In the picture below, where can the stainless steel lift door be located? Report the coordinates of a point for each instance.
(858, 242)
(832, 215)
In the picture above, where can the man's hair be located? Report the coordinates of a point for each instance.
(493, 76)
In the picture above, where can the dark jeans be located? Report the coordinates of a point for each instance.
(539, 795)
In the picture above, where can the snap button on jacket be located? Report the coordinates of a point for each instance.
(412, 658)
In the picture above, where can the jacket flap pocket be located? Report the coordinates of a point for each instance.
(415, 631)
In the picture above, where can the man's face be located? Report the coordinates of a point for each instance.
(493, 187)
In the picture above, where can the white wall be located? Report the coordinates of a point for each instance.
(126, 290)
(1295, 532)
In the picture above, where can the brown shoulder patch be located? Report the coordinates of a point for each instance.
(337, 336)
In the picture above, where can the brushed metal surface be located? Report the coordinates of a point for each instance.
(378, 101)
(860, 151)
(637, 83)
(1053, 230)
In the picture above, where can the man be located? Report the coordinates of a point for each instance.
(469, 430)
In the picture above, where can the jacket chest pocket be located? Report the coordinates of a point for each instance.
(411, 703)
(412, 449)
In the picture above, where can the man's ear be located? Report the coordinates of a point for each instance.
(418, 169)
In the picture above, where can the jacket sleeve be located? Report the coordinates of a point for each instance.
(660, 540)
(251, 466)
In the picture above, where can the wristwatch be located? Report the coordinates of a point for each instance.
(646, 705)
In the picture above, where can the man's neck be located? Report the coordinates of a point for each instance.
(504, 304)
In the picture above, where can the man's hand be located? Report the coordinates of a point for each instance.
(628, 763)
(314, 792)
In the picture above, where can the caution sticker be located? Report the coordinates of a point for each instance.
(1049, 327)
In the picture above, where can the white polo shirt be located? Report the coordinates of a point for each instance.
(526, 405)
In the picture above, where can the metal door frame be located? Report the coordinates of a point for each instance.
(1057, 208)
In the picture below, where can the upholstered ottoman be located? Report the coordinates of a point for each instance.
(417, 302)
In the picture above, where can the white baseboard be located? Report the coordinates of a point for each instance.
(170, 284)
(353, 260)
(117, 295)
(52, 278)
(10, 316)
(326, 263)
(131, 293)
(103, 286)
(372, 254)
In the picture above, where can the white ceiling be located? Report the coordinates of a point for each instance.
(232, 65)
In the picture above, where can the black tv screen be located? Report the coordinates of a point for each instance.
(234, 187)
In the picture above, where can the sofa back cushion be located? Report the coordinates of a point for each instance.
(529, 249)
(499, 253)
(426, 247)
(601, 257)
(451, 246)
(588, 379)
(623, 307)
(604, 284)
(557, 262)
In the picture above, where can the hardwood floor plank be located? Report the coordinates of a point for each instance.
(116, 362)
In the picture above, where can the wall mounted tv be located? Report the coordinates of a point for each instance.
────────
### [Aim of the exercise]
Repeat each record word for word.

### [Response below]
In the picture below, where can the stainless steel lift door be located? Report the coordinates of a point for each instance.
(858, 242)
(832, 215)
In the picture above, where can the man's hair be located? Report the coordinates of a point for each instance.
(493, 76)
In the picture above, where can the dark jeans be located? Report the coordinates of a point for each instance.
(539, 795)
In the picture above, where can the snap button on jacket be located? Report the coordinates of a point for each instance.
(412, 658)
In the picture above, where can the jacket flap pocket be located? Report the coordinates of a point for each instance.
(415, 631)
In the picture above, where can the man's face be located? Report the coordinates of a point for each instance.
(493, 187)
In the picture above, where can the white wall be located? Report the coordinates of a point for each instance.
(126, 290)
(1295, 532)
In the picture above, where can the brown shoulder patch be located? Report the coordinates of a point for each instance.
(337, 336)
In the picture above, where can the brushed metal surface be located? Report the coordinates of a point for each instance.
(378, 101)
(860, 151)
(637, 83)
(1053, 230)
In the picture above, where can the man be located? Report the coordinates of a point for each instance.
(469, 430)
In the picture above, where can the jacket chest pocket be located? Report the coordinates of a point for each instance.
(411, 703)
(412, 449)
In the picture above, where can the man's ear be located? Report the coordinates of a point for each instance.
(418, 169)
In the picture above, where can the jacket sleeve be located? Report the coordinates of a point for each instance.
(660, 540)
(251, 466)
In the picture above, where can the wristwatch be located? Report the coordinates of a point for each instance.
(646, 705)
In the picture above, where can the man's neck be located? Report the coordinates of a point for each instance.
(504, 304)
In the picture above, where can the man's hand be located? Report the coordinates of a point for each instance.
(628, 763)
(314, 792)
In the picture above, where can the caution sticker be located? Report the coordinates of a point for each instance.
(1049, 327)
In the picture above, where can the white polo shirt be located? Report the coordinates of a point for each instance.
(526, 405)
In the picture above, where can the metal door frame be located? Report the coordinates of a point for each instance.
(1057, 208)
In the picture below, where can the upholstered ottoman be located? Report the coordinates of a point for each instance.
(417, 302)
In the picture above, where can the white baseboard be located? Report the coordinates of a point for each instance.
(170, 284)
(353, 260)
(117, 295)
(52, 278)
(10, 316)
(326, 263)
(131, 293)
(103, 286)
(372, 254)
In the picture above, where can the white ceiling be located? Report the coordinates of a point for each instance.
(232, 65)
In the picture above, where can the black tv screen be located? Report the coordinates of a point for each instance.
(234, 187)
In the picture above, where can the sofa back cushion be located? Report the coordinates of a point for each instance.
(529, 249)
(499, 253)
(426, 247)
(601, 257)
(451, 246)
(588, 379)
(623, 307)
(604, 284)
(557, 262)
In the picture above, where can the hardwood floor plank be located? Report the coordinates of a point for each instance.
(116, 362)
In the picture above, where can the wall mounted tv be located? Report the coordinates of a point for each instance.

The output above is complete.